> **Directive**
Convert the records below into a JSON list of strings, with each line as its own string and all blank lines omitted.

> **The records**

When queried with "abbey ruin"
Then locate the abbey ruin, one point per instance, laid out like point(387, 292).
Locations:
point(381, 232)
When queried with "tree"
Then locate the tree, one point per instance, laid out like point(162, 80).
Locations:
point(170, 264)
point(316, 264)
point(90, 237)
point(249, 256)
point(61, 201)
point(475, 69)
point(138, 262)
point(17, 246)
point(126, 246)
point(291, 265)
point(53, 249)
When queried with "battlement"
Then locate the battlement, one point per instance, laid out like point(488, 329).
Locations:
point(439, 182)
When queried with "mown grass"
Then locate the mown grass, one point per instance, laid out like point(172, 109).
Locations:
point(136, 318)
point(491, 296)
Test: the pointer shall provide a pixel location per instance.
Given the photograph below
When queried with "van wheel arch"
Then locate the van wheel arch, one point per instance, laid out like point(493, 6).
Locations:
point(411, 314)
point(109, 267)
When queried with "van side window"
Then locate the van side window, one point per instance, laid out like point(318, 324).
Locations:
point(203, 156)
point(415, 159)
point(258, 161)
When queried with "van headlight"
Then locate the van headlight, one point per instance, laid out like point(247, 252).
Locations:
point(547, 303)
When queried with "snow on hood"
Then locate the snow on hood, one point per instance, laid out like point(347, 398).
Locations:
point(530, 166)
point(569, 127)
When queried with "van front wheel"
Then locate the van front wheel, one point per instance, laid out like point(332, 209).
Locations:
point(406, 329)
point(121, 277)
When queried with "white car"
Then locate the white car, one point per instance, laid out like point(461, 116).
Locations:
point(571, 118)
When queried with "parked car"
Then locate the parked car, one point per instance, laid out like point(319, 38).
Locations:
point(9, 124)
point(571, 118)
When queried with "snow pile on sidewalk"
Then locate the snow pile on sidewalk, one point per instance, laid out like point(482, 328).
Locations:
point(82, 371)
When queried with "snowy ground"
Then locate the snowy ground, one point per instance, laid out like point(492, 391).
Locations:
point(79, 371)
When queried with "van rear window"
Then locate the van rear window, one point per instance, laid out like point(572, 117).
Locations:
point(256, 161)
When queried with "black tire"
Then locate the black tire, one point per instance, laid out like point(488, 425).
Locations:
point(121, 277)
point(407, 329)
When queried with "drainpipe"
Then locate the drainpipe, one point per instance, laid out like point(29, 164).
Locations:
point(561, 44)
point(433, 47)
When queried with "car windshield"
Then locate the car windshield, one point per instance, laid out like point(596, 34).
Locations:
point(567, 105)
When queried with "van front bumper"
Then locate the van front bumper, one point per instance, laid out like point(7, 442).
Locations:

> **Answer to this exercise**
[
  "When queried with \"abbey ruin\"",
  "Then locate the abbey ruin, one point per instance, laid out like point(387, 292).",
  "Locations:",
  "point(381, 232)",
  "When queried with \"tree\"",
  "Then locate the tree, one point per instance, laid out like point(162, 80).",
  "Locations:",
  "point(170, 264)",
  "point(316, 264)",
  "point(90, 237)",
  "point(249, 256)",
  "point(61, 201)",
  "point(475, 69)",
  "point(138, 262)",
  "point(17, 246)",
  "point(126, 246)",
  "point(291, 265)",
  "point(53, 249)",
  "When queried with \"battlement\"",
  "Then locate the battlement, one point per instance, laid out like point(488, 329).",
  "Locations:",
  "point(439, 182)",
  "When queried with \"mown grass\"",
  "Then locate the mown grass, one point per instance, laid out like point(172, 109).",
  "Locations:",
  "point(136, 318)",
  "point(491, 296)",
  "Test: the pointer shall provide a pixel location per instance.",
  "Given the photograph below",
  "When queried with \"van wheel arch\"",
  "Then locate the van wheel arch, one point per instance, laid out like point(493, 6).",
  "Locations:",
  "point(411, 314)",
  "point(109, 267)",
  "When queried with \"van side window\"",
  "Then locate the van side window, one point per instance, laid out like point(318, 324).",
  "Locations:",
  "point(203, 156)",
  "point(415, 159)",
  "point(258, 161)",
  "When queried with \"van headlight\"",
  "Then locate the van headlight, one point per instance, laid out like point(247, 252).",
  "Locations:",
  "point(547, 303)",
  "When queried with \"snow on hood\"",
  "Then locate the snow on hood, one point per instance, laid out like point(347, 398).",
  "Locations:",
  "point(530, 166)",
  "point(569, 127)",
  "When queried with \"van front wheel\"",
  "Then locate the van front wheel, one point per instance, laid out like point(332, 209).",
  "Locations:",
  "point(406, 329)",
  "point(121, 277)",
  "When queried with \"white car\"",
  "Then locate the white car, one point per instance, laid out like point(461, 116).",
  "Locations:",
  "point(571, 118)",
  "When queried with \"parked car\"",
  "Then locate the parked car, one point per instance, laid out like point(319, 38).",
  "Locations:",
  "point(9, 124)",
  "point(571, 118)",
  "When queried with \"snow pile on sidewalk\"",
  "Then locate the snow pile on sidewalk, one point per instance, laid out like point(482, 328).",
  "Locations:",
  "point(82, 371)",
  "When queried with \"snowy ground\"",
  "Then locate the snowy ground, one point per instance, laid out like point(492, 391).",
  "Locations:",
  "point(79, 371)",
  "When queried with \"van rear window\"",
  "Then locate the van rear window, one point per instance, laid out like point(572, 117).",
  "Locations:",
  "point(256, 161)",
  "When queried with \"black tire\"",
  "Then locate the black tire, one point per instance, laid out like point(488, 425).",
  "Locations:",
  "point(121, 277)",
  "point(407, 329)",
  "When queried with \"drainpipe\"",
  "Then locate the drainpipe, one point per instance, laid out like point(29, 164).",
  "Locations:",
  "point(561, 44)",
  "point(433, 47)",
  "When queried with \"car windshield\"",
  "Then locate the car windshield, one point per instance, laid out like point(596, 34).",
  "Locations:",
  "point(567, 105)",
  "When queried with \"van front bumper\"",
  "Then locate the van front bumper, one point per instance, laid out like point(7, 442).",
  "Locations:"
]